TESTO PROPOSTO:
# Chiavi in mano



## Sangreal

Buongiorno a tutti, qualcuno di voi ha forse un'idea su come tradurre questa espressione in francese?
Si riferisce a un impianto "chiavi in mano" ma non so esattamente cosa significhi, non ho trovato un significato preciso, nemmeno su siti di aziende.

Grazie mille in anticipo!


----------



## DearPrudence

Ciao e benvenuto al forum, Sangreal 

In francese, diciamo "*clé en main*". E' un negozio, una casa, un impianto,... che si vende e che si può utilizzare immediatamente, senza lavori che fare.


----------



## Sangreal

Perfetto! grazie mille per il tuo aiuto.


----------



## matoupaschat

Ciao Sangreal e benvenut@ in WRF,

In linea di massima, devi proporre una (qualsiasi) traduzione. Sembra comunque che tu non abbia la più pallida idea di cosa sarebbe "un impianto chiave in mano". Si tratta semplicemente di _une installation "clés/clefs en mains"_, cioè tutta pronta ad essere utilizzata.
EDIT L'espressione esiste tale e quale in italiano.

DATI FORNITI:
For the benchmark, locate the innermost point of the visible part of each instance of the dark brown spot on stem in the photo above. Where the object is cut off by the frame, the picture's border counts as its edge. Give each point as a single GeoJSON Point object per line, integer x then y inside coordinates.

ESERCIZI PROPOSTI:
1. Trascrivi dal testo proposto il passo che si apre con le parole contenenti "## DearPrudence" e si chiude con "il tuo aiuto.".
2. Rispondi alle domande seguenti sul testo proposto.
(a) Con quale espressione si rende "chiavi in mano" in francese secondo DearPrudence?
(b) Dove Sangreal ha cercato senza trovare un significato preciso?
(c) Secondo matoupaschat, che cosa significa un impianto "clés/clefs en mains"?

RISPOSTE IN ORDINE:
1.
## DearPrudence

Ciao e benvenuto al forum, Sangreal 

In francese, diciamo "*clé en main*". E' un negozio, una casa, un impianto,... che si vende e che si può utilizzare immediatamente, senza lavori che fare.


----------



## Sangreal

Perfetto! grazie mille per il tuo aiuto.

2.
(a) «Clé en main».
(b) Anche su siti di aziende.
(c) Che è tutto pronto a essere utilizzato.